▶ _WHAT TO DO_:
Exact repetition is required: output every record in full.

[Opening DATA SHOWN section]

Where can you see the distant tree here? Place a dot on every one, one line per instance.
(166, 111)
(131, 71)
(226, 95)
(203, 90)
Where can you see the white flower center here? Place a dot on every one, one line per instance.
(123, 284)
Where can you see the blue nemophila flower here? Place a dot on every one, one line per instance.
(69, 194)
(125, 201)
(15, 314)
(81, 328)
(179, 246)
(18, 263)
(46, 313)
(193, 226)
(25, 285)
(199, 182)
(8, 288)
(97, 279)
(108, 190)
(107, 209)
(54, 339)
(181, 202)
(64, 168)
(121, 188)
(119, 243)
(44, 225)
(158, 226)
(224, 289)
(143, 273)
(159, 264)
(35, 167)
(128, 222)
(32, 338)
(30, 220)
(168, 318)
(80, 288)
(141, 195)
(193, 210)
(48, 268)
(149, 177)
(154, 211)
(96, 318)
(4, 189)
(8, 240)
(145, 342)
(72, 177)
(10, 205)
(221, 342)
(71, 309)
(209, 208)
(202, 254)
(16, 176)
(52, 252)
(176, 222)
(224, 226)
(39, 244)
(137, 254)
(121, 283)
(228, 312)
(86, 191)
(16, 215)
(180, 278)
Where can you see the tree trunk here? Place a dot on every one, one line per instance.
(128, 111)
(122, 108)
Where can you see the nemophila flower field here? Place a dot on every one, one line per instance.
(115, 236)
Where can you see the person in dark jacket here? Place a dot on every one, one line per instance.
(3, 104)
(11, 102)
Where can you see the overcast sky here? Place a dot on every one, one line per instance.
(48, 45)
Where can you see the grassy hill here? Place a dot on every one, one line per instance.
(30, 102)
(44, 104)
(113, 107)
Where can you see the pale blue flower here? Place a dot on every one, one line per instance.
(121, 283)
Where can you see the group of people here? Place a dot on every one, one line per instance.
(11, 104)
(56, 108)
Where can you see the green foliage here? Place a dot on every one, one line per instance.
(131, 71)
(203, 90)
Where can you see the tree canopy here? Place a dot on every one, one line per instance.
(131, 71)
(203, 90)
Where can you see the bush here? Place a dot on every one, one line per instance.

[Closing DATA SHOWN section]

▶ _ANSWER SECTION_:
Where can you see the distant tree here? Place a dot on every one, one line per instance.
(166, 111)
(131, 71)
(226, 95)
(203, 90)
Where can you see the white flower center here? Place a dot on every one, one line per instance.
(123, 284)
Where can you see the blue nemophila flower here? Place a dot on every one, one line per instance.
(69, 194)
(125, 201)
(15, 314)
(81, 328)
(179, 246)
(18, 263)
(46, 313)
(193, 226)
(25, 285)
(199, 182)
(8, 288)
(97, 279)
(108, 190)
(107, 209)
(54, 339)
(181, 202)
(64, 168)
(121, 188)
(119, 243)
(44, 225)
(158, 226)
(224, 289)
(143, 273)
(159, 264)
(35, 167)
(128, 222)
(32, 338)
(30, 220)
(168, 318)
(80, 288)
(141, 195)
(193, 210)
(48, 268)
(149, 177)
(154, 211)
(96, 318)
(4, 189)
(8, 240)
(145, 342)
(72, 177)
(10, 205)
(221, 342)
(71, 309)
(209, 208)
(202, 254)
(16, 176)
(52, 252)
(176, 222)
(224, 226)
(39, 244)
(137, 254)
(121, 283)
(228, 312)
(86, 191)
(16, 215)
(180, 278)
Where can you see the tree trunk here? Place a dot on every one, one line per instance.
(128, 111)
(122, 108)
Where can you see the nemophila flower field here? Place a dot on every one, one line per instance.
(115, 236)
Where can you see the person in dark jacket here? Place a dot on every one, one line per instance.
(3, 104)
(11, 102)
Where can you see the overcast sky here? Place a dot on every one, one line per instance.
(48, 45)
Where can you see the grassy hill here? Place a dot on every one, one line per instance.
(30, 102)
(44, 104)
(113, 107)
Where can you see the pale blue flower here? Place a dot on every one, one line per instance.
(121, 283)
Where can you see the group of people here? Place a dot on every one, one line per instance.
(11, 104)
(56, 108)
Where can you see the green foliage here? Place a dot on every one, one line per instance.
(131, 71)
(203, 90)
Where can you see the tree canopy here? Place a dot on every one, one line per instance.
(131, 71)
(203, 90)
Where can you see the bush here? Place a dot on every one, one line per instance.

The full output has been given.